▶ [DATA FOR THIS EXERCISE]:
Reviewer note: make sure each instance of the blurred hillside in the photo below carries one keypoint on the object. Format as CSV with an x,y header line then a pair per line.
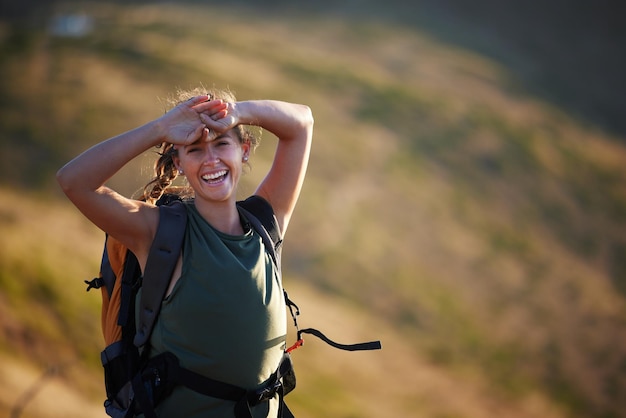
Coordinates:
x,y
478,228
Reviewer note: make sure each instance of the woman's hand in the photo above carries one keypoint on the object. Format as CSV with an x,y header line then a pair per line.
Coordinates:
x,y
186,123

▶ [TASK DESCRIPTION]:
Repeat the material above line for line, keeping every word and number unchanged, but leave out the pictures.

▶ [SOLUTION TO THIS EXERCISE]:
Reviewer note: make sure each instance of the blurred hillside in the photo below carries one keypoint on the object. Format as CSV with an x,y header line then a pair per line.
Coordinates:
x,y
478,228
Reviewer note: make sure each instance of the woman's hand in the photo above carries one keypoint on the object. Format as CSV with an x,y header line then a pair per line.
Coordinates:
x,y
186,123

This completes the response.